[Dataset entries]
━━━━━━━━━━
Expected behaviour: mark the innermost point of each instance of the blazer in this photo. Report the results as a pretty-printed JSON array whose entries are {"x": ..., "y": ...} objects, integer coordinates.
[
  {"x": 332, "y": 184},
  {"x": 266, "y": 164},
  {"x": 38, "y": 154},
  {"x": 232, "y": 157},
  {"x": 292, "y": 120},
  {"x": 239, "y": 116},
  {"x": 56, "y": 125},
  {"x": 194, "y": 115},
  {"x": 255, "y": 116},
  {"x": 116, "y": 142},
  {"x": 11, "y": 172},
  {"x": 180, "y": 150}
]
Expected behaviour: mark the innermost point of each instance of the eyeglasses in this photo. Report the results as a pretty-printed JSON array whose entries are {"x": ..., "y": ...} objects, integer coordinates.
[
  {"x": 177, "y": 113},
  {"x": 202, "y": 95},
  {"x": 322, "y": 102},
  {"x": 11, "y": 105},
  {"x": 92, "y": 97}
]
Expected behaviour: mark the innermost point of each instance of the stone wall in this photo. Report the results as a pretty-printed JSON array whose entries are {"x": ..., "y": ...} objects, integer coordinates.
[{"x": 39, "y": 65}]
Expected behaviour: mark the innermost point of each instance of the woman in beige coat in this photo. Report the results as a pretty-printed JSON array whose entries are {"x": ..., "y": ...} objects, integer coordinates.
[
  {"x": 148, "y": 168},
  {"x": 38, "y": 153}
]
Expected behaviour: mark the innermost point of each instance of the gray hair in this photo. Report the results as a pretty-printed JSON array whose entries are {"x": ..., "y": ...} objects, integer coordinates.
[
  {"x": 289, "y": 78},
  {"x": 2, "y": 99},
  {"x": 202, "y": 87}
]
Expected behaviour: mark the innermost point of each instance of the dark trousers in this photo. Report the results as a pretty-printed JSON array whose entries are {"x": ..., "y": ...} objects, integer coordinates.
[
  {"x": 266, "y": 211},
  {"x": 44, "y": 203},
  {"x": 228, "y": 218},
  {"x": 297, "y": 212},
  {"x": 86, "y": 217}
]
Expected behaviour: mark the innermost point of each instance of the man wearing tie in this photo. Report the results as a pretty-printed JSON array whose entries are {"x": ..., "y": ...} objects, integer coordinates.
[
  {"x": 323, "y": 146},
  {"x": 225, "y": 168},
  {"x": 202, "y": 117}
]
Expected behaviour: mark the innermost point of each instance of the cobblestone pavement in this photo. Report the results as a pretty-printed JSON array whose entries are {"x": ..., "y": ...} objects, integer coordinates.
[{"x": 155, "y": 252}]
━━━━━━━━━━
TASK ITEM
Every line above should be written out again exactly as it stands.

RESULT OF THE EXERCISE
Expected behaviour: mark the innermost point of each instance of the blazer in this photo. Report the results as a pretty-printed JSON array whose entries are {"x": ..., "y": ...} objects, integer coordinates.
[
  {"x": 332, "y": 184},
  {"x": 266, "y": 164},
  {"x": 38, "y": 154},
  {"x": 232, "y": 157},
  {"x": 292, "y": 120},
  {"x": 239, "y": 116},
  {"x": 56, "y": 125},
  {"x": 194, "y": 115},
  {"x": 255, "y": 116},
  {"x": 116, "y": 142},
  {"x": 11, "y": 172},
  {"x": 180, "y": 150}
]
Expected behaviour: mark the innermost point of each instance of the eyeglasses in this photo. Report the results as a pretty-printed JSON array whose entries are {"x": ..., "y": ...} objects, integer coordinates.
[
  {"x": 177, "y": 113},
  {"x": 202, "y": 95},
  {"x": 322, "y": 102},
  {"x": 11, "y": 105},
  {"x": 92, "y": 97}
]
Expected behaviour: mark the innermost point of each instance of the stone wall in this photo. Report the results as a pretty-printed JSON array whose entries are {"x": ..., "y": ...} objects, integer coordinates.
[{"x": 39, "y": 65}]
Expected behaviour: mark the innermost point of each instance of the woman in beige coat in this photo. Report the results as a pretty-printed JSON array whose entries are {"x": ..., "y": ...} objects, integer coordinates.
[
  {"x": 148, "y": 168},
  {"x": 38, "y": 153}
]
Expected behaviour: mark the innermost point of each instance of the gray hair in this photo. Report the results as a pretty-printed JSON array whose entries are {"x": ..., "y": ...} objects, integer coordinates.
[
  {"x": 289, "y": 78},
  {"x": 2, "y": 99},
  {"x": 202, "y": 87}
]
Expected behaviour: mark the innermost point of each instance of the dark trousers in this photo. Report the results as a pretty-printed JSON array whose entries are {"x": ..., "y": ...} objects, integer coordinates.
[
  {"x": 266, "y": 211},
  {"x": 44, "y": 203},
  {"x": 228, "y": 218},
  {"x": 297, "y": 212},
  {"x": 86, "y": 217}
]
Expected behaviour: mark the innermost point of each instance of the man wearing tie in this photo. Report the results as a pretty-printed JSON array whose entries are {"x": ..., "y": ...} objects, integer coordinates.
[
  {"x": 323, "y": 146},
  {"x": 225, "y": 168},
  {"x": 202, "y": 117}
]
Expected behaviour: mark the innermost point of each instance of the cobblestone pavement in this photo. Report the results as a pretty-printed JSON array whose entries are {"x": ..., "y": ...} objects, integer coordinates.
[{"x": 155, "y": 252}]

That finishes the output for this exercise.